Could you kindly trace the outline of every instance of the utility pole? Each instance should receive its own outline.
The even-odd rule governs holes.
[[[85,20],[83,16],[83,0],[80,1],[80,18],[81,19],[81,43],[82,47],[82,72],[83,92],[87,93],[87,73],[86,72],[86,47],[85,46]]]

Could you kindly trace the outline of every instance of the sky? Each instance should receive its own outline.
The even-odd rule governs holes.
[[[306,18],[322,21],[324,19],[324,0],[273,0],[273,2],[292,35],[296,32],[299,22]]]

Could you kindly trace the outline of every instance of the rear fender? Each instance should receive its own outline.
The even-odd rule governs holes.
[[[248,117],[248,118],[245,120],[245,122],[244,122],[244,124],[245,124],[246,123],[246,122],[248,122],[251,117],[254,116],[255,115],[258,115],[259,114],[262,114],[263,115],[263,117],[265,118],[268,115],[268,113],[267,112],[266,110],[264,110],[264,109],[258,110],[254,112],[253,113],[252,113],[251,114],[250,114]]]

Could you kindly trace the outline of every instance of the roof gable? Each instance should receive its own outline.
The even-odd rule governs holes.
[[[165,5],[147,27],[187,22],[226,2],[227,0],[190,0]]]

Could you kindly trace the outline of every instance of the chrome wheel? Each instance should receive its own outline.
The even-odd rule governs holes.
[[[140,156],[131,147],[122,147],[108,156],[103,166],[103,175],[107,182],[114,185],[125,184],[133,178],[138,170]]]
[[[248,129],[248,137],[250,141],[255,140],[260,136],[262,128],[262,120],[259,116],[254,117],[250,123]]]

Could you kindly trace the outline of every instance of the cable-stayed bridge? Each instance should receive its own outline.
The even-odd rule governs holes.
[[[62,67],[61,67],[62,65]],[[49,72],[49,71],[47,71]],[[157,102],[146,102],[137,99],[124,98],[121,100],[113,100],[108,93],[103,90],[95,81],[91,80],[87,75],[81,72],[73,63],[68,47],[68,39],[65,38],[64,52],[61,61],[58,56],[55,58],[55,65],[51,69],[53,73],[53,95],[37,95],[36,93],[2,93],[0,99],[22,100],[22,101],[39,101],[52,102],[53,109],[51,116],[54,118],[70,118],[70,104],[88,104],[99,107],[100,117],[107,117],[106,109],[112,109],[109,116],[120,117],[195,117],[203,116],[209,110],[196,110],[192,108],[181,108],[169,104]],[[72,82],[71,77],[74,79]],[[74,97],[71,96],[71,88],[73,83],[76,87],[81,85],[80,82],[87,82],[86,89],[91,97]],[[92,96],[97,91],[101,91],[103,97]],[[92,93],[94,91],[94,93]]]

=== WORK REQUIRED ===
Pick out each line above that contains the word "Could".

=== PROBLEM SOLUTION ===
Could you kindly trace the outline of every instance of the utility pole? Each instance should receive its own outline.
Could you kindly trace the outline of every instance of the sky? Each instance should receive its own outline.
Could you kindly trace the outline of every instance of the rear fender? Each instance should receive its own outline.
Could you kindly trace the outline of every instance of the roof gable? Each instance should receive its own outline.
Could you kindly trace the outline of every instance of the chrome wheel? Each instance should receive its own outline.
Could you kindly trace the outline of every instance of the cable-stayed bridge? Each instance should receive its own outline.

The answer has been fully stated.